• _Set problem_
Copy out the listing that follows, exact in every word, and skip the images.

[Records of labeled points]
────────────────

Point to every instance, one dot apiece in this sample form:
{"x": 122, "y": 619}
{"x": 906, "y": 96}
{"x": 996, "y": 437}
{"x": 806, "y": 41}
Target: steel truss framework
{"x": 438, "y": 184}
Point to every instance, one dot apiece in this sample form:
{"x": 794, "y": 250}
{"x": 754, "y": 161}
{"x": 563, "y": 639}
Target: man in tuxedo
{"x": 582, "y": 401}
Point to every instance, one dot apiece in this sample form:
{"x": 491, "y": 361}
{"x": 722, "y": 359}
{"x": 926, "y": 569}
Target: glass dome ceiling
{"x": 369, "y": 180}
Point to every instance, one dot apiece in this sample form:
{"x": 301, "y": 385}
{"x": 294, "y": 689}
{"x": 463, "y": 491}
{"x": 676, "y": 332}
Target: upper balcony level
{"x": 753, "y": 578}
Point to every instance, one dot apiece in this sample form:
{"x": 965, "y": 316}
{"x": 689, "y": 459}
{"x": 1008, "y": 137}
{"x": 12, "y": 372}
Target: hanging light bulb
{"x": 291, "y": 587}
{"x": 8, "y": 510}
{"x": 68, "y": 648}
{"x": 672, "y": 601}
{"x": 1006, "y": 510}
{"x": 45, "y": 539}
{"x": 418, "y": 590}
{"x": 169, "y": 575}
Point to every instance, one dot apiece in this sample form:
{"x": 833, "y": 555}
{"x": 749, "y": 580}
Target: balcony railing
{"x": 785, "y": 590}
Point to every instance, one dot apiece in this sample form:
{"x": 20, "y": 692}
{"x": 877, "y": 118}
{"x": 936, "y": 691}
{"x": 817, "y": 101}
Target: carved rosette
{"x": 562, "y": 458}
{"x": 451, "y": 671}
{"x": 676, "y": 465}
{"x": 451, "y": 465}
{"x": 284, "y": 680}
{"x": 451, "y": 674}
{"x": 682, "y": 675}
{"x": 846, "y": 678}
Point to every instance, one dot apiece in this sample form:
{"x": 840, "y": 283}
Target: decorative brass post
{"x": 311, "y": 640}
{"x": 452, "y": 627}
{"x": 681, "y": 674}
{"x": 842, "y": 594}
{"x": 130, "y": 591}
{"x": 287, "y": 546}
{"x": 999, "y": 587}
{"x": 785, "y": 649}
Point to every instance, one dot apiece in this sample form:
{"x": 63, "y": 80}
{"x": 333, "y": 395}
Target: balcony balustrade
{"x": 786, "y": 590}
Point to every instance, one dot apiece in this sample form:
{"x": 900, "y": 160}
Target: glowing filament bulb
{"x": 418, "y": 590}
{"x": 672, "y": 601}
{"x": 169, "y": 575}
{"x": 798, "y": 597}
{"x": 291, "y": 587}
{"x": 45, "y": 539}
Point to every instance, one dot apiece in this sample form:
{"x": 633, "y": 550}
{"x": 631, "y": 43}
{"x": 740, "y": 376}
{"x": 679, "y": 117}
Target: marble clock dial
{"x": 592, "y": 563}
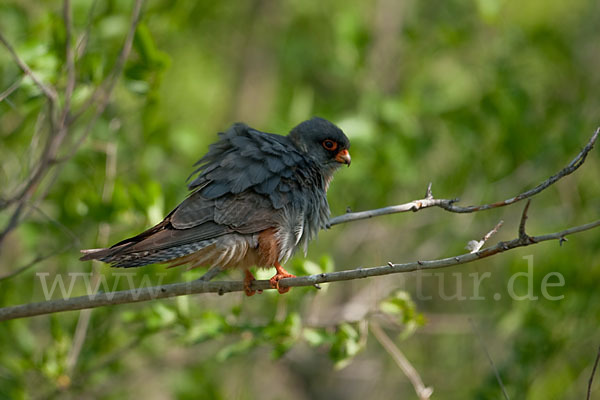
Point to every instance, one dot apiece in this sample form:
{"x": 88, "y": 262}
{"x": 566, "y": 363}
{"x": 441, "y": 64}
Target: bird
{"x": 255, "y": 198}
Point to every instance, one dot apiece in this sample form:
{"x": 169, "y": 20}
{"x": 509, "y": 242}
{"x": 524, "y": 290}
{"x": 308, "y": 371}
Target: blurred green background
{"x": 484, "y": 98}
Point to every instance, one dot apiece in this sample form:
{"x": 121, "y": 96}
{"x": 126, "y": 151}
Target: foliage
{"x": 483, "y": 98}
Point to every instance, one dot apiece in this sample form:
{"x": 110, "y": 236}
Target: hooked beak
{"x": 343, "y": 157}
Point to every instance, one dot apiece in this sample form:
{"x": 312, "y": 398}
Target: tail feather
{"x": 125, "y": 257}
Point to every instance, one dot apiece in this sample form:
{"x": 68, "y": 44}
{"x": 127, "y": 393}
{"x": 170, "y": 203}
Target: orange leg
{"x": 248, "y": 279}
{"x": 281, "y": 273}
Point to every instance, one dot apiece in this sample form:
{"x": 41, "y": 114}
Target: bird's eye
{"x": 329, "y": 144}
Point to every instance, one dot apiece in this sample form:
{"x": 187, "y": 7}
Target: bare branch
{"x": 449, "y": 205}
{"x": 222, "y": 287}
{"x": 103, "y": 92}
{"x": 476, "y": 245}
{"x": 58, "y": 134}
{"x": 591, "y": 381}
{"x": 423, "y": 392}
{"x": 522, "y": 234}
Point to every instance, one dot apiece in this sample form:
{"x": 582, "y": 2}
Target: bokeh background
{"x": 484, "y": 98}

────────────────

• _Solution_
Point to every instance, one dot apiece in this sample form:
{"x": 122, "y": 619}
{"x": 906, "y": 96}
{"x": 996, "y": 437}
{"x": 806, "y": 41}
Target: steel truss framework
{"x": 438, "y": 184}
Point to every instance, one dot apiece in this sample form:
{"x": 794, "y": 250}
{"x": 754, "y": 161}
{"x": 563, "y": 639}
Target: man in tuxedo
{"x": 582, "y": 401}
Point to every instance, one dot apiece in this sample form:
{"x": 491, "y": 361}
{"x": 722, "y": 359}
{"x": 926, "y": 569}
Target: glass dome ceiling
{"x": 369, "y": 180}
Point to every instance, one dot apiece in this sample form:
{"x": 301, "y": 385}
{"x": 294, "y": 689}
{"x": 463, "y": 491}
{"x": 676, "y": 332}
Target: upper balcony level
{"x": 753, "y": 578}
Point to every instance, one dot apiece in this sample form:
{"x": 965, "y": 316}
{"x": 689, "y": 459}
{"x": 1008, "y": 137}
{"x": 12, "y": 372}
Target: hanging light bulb
{"x": 291, "y": 587}
{"x": 8, "y": 510}
{"x": 68, "y": 648}
{"x": 672, "y": 601}
{"x": 1006, "y": 510}
{"x": 45, "y": 539}
{"x": 418, "y": 590}
{"x": 169, "y": 575}
Point to every instance, one dot apiece in this sample form:
{"x": 833, "y": 555}
{"x": 749, "y": 580}
Target: balcony railing
{"x": 785, "y": 590}
Point to every instance, one dot apiece in this sample form:
{"x": 20, "y": 692}
{"x": 877, "y": 118}
{"x": 936, "y": 691}
{"x": 817, "y": 101}
Target: carved rosette
{"x": 562, "y": 458}
{"x": 451, "y": 671}
{"x": 676, "y": 465}
{"x": 451, "y": 465}
{"x": 284, "y": 680}
{"x": 451, "y": 674}
{"x": 682, "y": 675}
{"x": 846, "y": 678}
Point to every instance, one dot apiece in this sample form:
{"x": 840, "y": 283}
Target: decorative brass post
{"x": 311, "y": 640}
{"x": 452, "y": 627}
{"x": 681, "y": 674}
{"x": 842, "y": 594}
{"x": 130, "y": 591}
{"x": 287, "y": 546}
{"x": 999, "y": 587}
{"x": 785, "y": 649}
Point to every instance, one dot apiece in this sample form:
{"x": 63, "y": 80}
{"x": 333, "y": 395}
Target: balcony balustrade
{"x": 786, "y": 590}
Point to every instance, one dot apiece in this sample form:
{"x": 900, "y": 160}
Target: glowing filament bulb
{"x": 418, "y": 590}
{"x": 672, "y": 601}
{"x": 169, "y": 575}
{"x": 798, "y": 597}
{"x": 291, "y": 587}
{"x": 45, "y": 539}
Point to every instance, one dot apiece in this sample form:
{"x": 633, "y": 550}
{"x": 631, "y": 43}
{"x": 740, "y": 376}
{"x": 679, "y": 117}
Target: marble clock dial
{"x": 592, "y": 563}
Point to every instance, one dot apiece in this sample form:
{"x": 88, "y": 262}
{"x": 566, "y": 363}
{"x": 441, "y": 64}
Target: bird
{"x": 255, "y": 198}
Point to every instance, one dot apiece in this sample form:
{"x": 169, "y": 20}
{"x": 509, "y": 242}
{"x": 524, "y": 290}
{"x": 308, "y": 371}
Target: blurred green background
{"x": 484, "y": 98}
Point to every instance, one dot apiece in this sample form:
{"x": 121, "y": 96}
{"x": 126, "y": 151}
Target: foliage
{"x": 483, "y": 98}
Point to every instance, one dot apiece in this sample form:
{"x": 110, "y": 236}
Target: hooked beak
{"x": 343, "y": 157}
Point to every instance, one dot apiece in this sample form:
{"x": 312, "y": 398}
Target: tail feather
{"x": 125, "y": 257}
Point to every instance, one dot apiece in this sample form:
{"x": 68, "y": 44}
{"x": 127, "y": 393}
{"x": 170, "y": 203}
Target: orange leg
{"x": 248, "y": 279}
{"x": 281, "y": 273}
Point to every instance, one dot apiece in this sample form:
{"x": 41, "y": 114}
Target: bird's eye
{"x": 329, "y": 144}
Point to every instance, one dot apiece in this sample form:
{"x": 187, "y": 7}
Target: bare branch
{"x": 449, "y": 205}
{"x": 222, "y": 287}
{"x": 103, "y": 92}
{"x": 476, "y": 245}
{"x": 58, "y": 134}
{"x": 591, "y": 381}
{"x": 423, "y": 392}
{"x": 522, "y": 234}
Point to every instance, one dot apiece in this sample form:
{"x": 582, "y": 2}
Target: bokeh background
{"x": 484, "y": 98}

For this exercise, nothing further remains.